Answer these questions from the extract on the 2012 London Olympics below:
1. How many people watched Danny Boyle's opening ceremony?
2. Which three athletes won gold in the triple gold medal hour?
3. Which slogan might Remain voters understand the appeal of for the first time?

▸ **EXTRACT PROVIDED**
++++++++++

10
ISSUES: Citizenship
Chapter 1: Citizenship in the UK
Four years on, are we still the Britain of
Danny Boyle’s Olympic ceremony?
C
an it really be four years since
the Olympics came to London?
As Rio prepares to light the
flame for the next Olympiad, it must
be so.
Many of our memories of that summer
will be personal. For some, going to
the Games themselves: taking my
children to watch equestrian events
in Greenwich Park, undeterred by the
occasional shower, or going out to
watch the Olympic torch being carried
through our streets.
The biggest moments were shared
across the nation: that triple gold
medal hour for Mo Farah, Jessica Ennis
and Greg Rutherford on the middle
Saturday that British athletics will
find it difficult ever to surpass. Above
all, there was Danny Boyle’s opening
ceremony – the night when 27 million
of us stopped to take in the sweep of
our island story of how we, the British,
became us, the people we are today.
How the Industrial Revolution came
to our green and pleasant land; the
democratic changes sparked across
a century of war and peace; the
soundtrack of our lives through these
decades of social and technological
change.
That Olympic summer surprised
people in its ability to bring the country
together. Four years on, Britain looks
back on it in the wake of a big moment
in our post-war political history, a
referendum vote that divided us
politically over our relationships with
Europe, and illuminated many of the
economic, social and cultural divisions
in Britain today.
The most economically and culturally
confident sections of our society
have had the unusual experience,
on the losing side of the referendum
vote, of feeling disoriented and
discombobulated by defeat. So
Remain voters in the 2012 host city
may have watched the
Imagine
documentary on the making of the
opening ceremony with a sense of
nostalgic reverie, understanding, for
the first time, the appeal of the Faragist
slogan “I want my country back”, albeit
looking through the other end of the
telescope. Some will feel a sharp sense
of dissonance between the resonance
of the opening ceremony for them and
the referendum outcome.

++++++++++

▸ **RECORDS SUPPLIED**
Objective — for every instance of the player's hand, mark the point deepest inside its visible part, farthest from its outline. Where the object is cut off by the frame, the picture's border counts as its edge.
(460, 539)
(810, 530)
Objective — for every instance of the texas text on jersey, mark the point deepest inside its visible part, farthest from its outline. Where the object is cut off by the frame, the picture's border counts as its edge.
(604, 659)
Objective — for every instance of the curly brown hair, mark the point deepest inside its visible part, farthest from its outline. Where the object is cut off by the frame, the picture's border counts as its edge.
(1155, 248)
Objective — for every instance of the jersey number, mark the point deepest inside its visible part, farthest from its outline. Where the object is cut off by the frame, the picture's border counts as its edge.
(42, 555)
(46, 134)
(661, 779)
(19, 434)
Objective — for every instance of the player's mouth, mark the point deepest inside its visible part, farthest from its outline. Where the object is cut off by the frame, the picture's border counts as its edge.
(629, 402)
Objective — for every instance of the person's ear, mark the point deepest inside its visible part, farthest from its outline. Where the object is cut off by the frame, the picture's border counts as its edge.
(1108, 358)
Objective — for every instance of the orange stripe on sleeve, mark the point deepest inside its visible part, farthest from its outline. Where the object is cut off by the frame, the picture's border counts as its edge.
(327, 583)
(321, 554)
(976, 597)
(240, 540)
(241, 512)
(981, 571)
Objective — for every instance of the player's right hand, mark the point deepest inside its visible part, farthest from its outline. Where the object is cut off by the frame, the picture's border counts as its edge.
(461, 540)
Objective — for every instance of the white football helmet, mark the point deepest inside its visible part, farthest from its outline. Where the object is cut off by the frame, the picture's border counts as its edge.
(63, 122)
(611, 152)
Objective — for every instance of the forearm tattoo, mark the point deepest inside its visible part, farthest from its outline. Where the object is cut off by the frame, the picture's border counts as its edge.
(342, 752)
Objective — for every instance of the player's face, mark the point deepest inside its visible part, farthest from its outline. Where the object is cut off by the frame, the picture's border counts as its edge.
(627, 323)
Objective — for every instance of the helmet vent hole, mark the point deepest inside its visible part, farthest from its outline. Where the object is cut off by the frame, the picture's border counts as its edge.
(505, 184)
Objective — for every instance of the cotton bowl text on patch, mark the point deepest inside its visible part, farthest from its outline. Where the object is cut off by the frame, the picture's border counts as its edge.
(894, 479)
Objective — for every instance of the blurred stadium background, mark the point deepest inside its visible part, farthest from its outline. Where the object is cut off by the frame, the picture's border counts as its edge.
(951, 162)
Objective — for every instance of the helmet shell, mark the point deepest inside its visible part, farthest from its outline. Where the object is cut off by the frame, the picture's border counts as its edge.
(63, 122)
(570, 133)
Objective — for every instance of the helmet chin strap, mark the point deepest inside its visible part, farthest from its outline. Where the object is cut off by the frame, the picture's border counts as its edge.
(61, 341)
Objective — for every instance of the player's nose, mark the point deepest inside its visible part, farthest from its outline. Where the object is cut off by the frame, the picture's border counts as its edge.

++++++++++

▸ **SOLUTION TO THE PROBLEM**
1. 27 million
2. Mo Farah, Jessica Ennis and Greg Rutherford
3. "I want my country back"